Source records
┌──

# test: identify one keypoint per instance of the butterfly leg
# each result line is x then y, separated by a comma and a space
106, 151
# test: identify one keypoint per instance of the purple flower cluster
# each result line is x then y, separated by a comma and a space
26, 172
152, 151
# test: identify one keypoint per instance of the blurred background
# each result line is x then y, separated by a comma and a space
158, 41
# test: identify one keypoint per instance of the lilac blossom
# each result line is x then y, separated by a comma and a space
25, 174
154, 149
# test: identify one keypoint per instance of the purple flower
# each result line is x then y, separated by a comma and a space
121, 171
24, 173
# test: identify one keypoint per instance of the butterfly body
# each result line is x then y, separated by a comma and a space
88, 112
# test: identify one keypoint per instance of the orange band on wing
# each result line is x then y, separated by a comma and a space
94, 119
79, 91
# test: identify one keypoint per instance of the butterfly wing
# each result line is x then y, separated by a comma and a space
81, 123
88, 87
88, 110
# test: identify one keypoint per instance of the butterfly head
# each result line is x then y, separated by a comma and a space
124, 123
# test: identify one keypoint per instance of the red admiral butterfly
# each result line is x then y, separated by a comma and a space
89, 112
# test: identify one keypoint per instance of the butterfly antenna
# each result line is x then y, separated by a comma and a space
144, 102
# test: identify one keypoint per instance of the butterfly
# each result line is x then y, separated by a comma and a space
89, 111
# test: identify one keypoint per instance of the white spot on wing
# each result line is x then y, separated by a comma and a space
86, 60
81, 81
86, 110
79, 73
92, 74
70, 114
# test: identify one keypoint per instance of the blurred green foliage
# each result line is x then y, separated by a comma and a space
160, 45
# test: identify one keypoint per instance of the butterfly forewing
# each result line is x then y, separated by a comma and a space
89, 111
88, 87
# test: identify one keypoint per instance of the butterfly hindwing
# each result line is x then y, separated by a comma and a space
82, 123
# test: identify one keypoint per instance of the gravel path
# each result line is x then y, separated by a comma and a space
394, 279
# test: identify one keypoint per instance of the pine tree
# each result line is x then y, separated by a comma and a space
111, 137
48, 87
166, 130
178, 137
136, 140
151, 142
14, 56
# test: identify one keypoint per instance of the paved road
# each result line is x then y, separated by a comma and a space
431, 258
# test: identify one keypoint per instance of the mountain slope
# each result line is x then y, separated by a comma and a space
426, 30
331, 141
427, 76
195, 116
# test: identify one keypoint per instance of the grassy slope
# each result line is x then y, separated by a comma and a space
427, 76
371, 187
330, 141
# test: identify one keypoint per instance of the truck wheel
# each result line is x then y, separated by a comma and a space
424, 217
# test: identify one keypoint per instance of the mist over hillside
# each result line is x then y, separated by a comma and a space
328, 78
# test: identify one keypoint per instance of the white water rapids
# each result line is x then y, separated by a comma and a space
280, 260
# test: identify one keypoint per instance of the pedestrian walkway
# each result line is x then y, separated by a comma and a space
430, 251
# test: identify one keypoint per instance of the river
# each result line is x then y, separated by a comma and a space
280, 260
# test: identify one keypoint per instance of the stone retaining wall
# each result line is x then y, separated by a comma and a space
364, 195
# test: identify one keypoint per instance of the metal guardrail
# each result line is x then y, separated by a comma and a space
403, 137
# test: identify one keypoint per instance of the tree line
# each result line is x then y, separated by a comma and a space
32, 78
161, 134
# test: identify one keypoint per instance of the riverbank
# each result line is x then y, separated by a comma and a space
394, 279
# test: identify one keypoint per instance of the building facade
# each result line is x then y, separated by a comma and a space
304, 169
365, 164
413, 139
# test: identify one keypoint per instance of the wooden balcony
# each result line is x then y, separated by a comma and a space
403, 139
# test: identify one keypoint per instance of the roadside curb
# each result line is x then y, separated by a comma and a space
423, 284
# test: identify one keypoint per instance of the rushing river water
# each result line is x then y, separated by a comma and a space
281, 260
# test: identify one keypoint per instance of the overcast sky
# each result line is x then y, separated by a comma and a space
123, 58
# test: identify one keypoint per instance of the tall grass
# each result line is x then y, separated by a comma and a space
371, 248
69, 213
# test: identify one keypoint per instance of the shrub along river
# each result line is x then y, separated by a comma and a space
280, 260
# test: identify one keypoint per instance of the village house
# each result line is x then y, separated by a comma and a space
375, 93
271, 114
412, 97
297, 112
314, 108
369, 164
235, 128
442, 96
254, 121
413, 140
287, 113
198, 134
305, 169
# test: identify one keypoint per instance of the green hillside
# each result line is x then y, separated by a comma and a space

└──

TASK ITEM: Each line in the data that holds the word "purple" must be copied.

REPLY:
# test: identify one keypoint per instance of the purple flower cluster
# test: identify one keypoint per instance of the purple flower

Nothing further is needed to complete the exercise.